Content starts

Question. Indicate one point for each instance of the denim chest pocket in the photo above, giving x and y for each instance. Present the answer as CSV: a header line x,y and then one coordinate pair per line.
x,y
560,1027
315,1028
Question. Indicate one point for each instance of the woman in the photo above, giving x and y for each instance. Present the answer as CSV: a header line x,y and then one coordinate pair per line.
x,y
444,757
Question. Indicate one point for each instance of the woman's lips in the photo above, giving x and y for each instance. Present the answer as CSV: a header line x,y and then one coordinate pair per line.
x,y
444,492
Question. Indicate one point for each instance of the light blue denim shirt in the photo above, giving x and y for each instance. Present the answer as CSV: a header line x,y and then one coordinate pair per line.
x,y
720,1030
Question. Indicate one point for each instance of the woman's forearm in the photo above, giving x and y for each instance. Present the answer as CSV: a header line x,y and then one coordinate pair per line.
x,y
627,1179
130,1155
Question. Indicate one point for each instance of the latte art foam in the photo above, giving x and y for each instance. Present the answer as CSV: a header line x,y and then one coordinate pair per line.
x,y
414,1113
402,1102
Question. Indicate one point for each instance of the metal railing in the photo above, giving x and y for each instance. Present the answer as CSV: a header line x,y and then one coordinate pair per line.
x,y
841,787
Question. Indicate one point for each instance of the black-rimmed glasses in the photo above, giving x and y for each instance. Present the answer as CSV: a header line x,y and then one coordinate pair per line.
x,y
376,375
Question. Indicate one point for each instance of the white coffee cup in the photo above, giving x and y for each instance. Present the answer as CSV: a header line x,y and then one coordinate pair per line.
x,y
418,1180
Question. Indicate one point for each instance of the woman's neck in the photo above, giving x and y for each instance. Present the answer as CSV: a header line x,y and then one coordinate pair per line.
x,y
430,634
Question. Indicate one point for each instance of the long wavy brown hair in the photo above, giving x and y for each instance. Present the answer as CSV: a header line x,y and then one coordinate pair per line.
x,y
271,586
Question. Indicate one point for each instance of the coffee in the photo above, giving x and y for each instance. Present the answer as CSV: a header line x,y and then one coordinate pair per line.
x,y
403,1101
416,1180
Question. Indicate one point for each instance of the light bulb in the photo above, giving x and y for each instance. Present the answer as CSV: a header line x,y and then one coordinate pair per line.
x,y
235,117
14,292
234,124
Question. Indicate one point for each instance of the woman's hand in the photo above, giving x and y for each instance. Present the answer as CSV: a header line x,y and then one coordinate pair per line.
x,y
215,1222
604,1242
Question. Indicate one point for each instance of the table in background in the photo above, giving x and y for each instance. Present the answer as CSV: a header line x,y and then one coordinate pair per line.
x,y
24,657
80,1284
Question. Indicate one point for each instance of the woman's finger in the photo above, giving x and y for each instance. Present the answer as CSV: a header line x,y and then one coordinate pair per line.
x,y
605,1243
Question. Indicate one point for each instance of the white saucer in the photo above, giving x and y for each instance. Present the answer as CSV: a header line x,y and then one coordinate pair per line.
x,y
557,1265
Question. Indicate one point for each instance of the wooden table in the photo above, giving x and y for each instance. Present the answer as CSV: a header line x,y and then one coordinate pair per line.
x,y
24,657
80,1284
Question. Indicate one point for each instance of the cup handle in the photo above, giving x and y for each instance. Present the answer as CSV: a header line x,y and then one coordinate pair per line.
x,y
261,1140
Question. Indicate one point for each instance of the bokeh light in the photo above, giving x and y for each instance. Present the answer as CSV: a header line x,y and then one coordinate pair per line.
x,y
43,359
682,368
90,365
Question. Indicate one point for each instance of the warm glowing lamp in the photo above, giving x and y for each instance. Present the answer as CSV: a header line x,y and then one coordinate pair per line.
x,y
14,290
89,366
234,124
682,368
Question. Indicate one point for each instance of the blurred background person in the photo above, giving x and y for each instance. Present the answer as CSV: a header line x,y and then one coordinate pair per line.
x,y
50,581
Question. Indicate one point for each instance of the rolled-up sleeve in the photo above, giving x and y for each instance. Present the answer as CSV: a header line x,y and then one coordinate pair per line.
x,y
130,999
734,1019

Content ends

PROBLEM TO SOLVE:
Would you output the full listing exactly as it stands?

OUTPUT BELOW:
Question. Indicate one point for each instance of the denim chest pocket in the photo above, giving x and y for each instance. Present the answer as CSV: a header line x,y and then one coordinate pair per line.
x,y
560,1027
315,1028
Question. Indicate one point for each instance of the woman in the photo above, giving x and y for each instance. Present the answer as CSV: a header line x,y and then one coordinate pair per line.
x,y
444,757
Question. Indicate one point for each instance of the woman's lips in the photo above, giving x and y for each instance. Present the answer as CSV: a header line x,y and then one coordinate pair per line.
x,y
444,492
Question. Indicate one point for each instance of the light blue denim shirt in the photo above, giving x and y for each instance. Present the answer as CSV: a header line x,y and then one coordinate pair per line.
x,y
720,1030
Question. Indicate one point for each instance of the woman's forearm in the photo above, giving x and y for each instance. Present the answer as CSV: a header line x,y and then one coordinate pair per line.
x,y
627,1179
130,1155
Question. Indicate one point for each instance of the latte art foam in the photo above, giving x and y for each instance. Present the answer as CSV: a header line x,y and then one coordinate pair per line.
x,y
414,1113
402,1102
Question. Indicate one point for each instance of the metal railing in the photo above, giving x and y for each instance. Present the answer as CSV: a header line x,y and then one coordinate pair per line.
x,y
841,787
Question. Indicate one point for each instance of the black-rimmed glasses in the photo above, giving x and y for each instance. Present the answer as CSV: a header line x,y and then one coordinate pair per line.
x,y
376,375
Question. Indicate one point for each instance of the white coffee cup in the photo above, giving x and y for each instance. Present the answer as CSV: a header line x,y and then one coordinate pair per line.
x,y
418,1180
Question. Indicate one point for each instance of the woman's neck in the photo above, giving x and y for each instance. Present the answer as CSV: a header line x,y and then one coordinate pair per line.
x,y
430,634
Question. Indicate one point for each instance of the long wavy brown hair in the photo above, giving x and y for each instance. Present the answer as CSV: a header line x,y and then one coordinate pair per line.
x,y
271,586
Question. Indicate one point for each instance of the coffee in the photo above, giving x and y for each instance. Present the answer as CSV: a header line x,y and then one coordinate pair per line.
x,y
403,1101
416,1180
Question. Indicate one point for each instance of the light bulb in the photo above, giving x and y for each instance. Present the answer as CSV: a header line x,y and then one coordinate pair per line.
x,y
235,117
14,292
234,124
Question. Indicate one point for each instance of the woman's hand in the photo above, giving x and y for each instance. Present the answer as CSV: a header line x,y and then one coordinate pair per line.
x,y
215,1222
604,1242
Question. Indicate one point for each instance of the table in background in the photo above, giving x and y for each instance. Present the answer as CSV: a header line x,y and then one coordinate pair per line.
x,y
24,657
80,1284
Question. Indicate one point for each instance of the woman's finger in the photo above, giving x and y for each instance. Present the answer as CSV: a header line x,y and then one coordinate pair per line.
x,y
605,1243
Question. Indicate one point for each instance of the white saucer in the photo above, giving x and y for each instance. Present the answer as CSV: a header line x,y and then one coordinate pair per line.
x,y
557,1265
Question. Indicate one point for each instance of the wooden table in the photo above, giving x and y for each instance. Present the answer as CSV: a header line x,y and then one coordinate pair per line.
x,y
24,657
80,1284
Question. Indicate one point for each instance of the cup handle in the photo above, giving x and y for each instance. Present the answer as CSV: a header line x,y and then one coordinate pair per line.
x,y
261,1140
Question. Indicate one point for each instance of the bokeh light in the photo above, giving x and y for each instance. Present the answer as CSV: a header line x,y and then one coordinate pair per line.
x,y
43,359
682,368
90,365
Question. Indicate one point for each instance of the warm glowing lamp in the photo above, giving x and y for each instance. Present the answer as CSV: a header line x,y and then one coordinate pair per line.
x,y
14,290
89,366
234,124
682,368
Question. Indicate one point for each instance of the blurred background person in the photo above, giving x and y for each instance. Present the answer as CSV: a header line x,y and then one coordinate pair per line.
x,y
50,581
Question. Indicate one point for each instance of the rolled-up sleeve in the photo above, giving x and y for each instance. Present the answer as CSV: a header line x,y and then one coordinate pair per line.
x,y
130,999
734,1019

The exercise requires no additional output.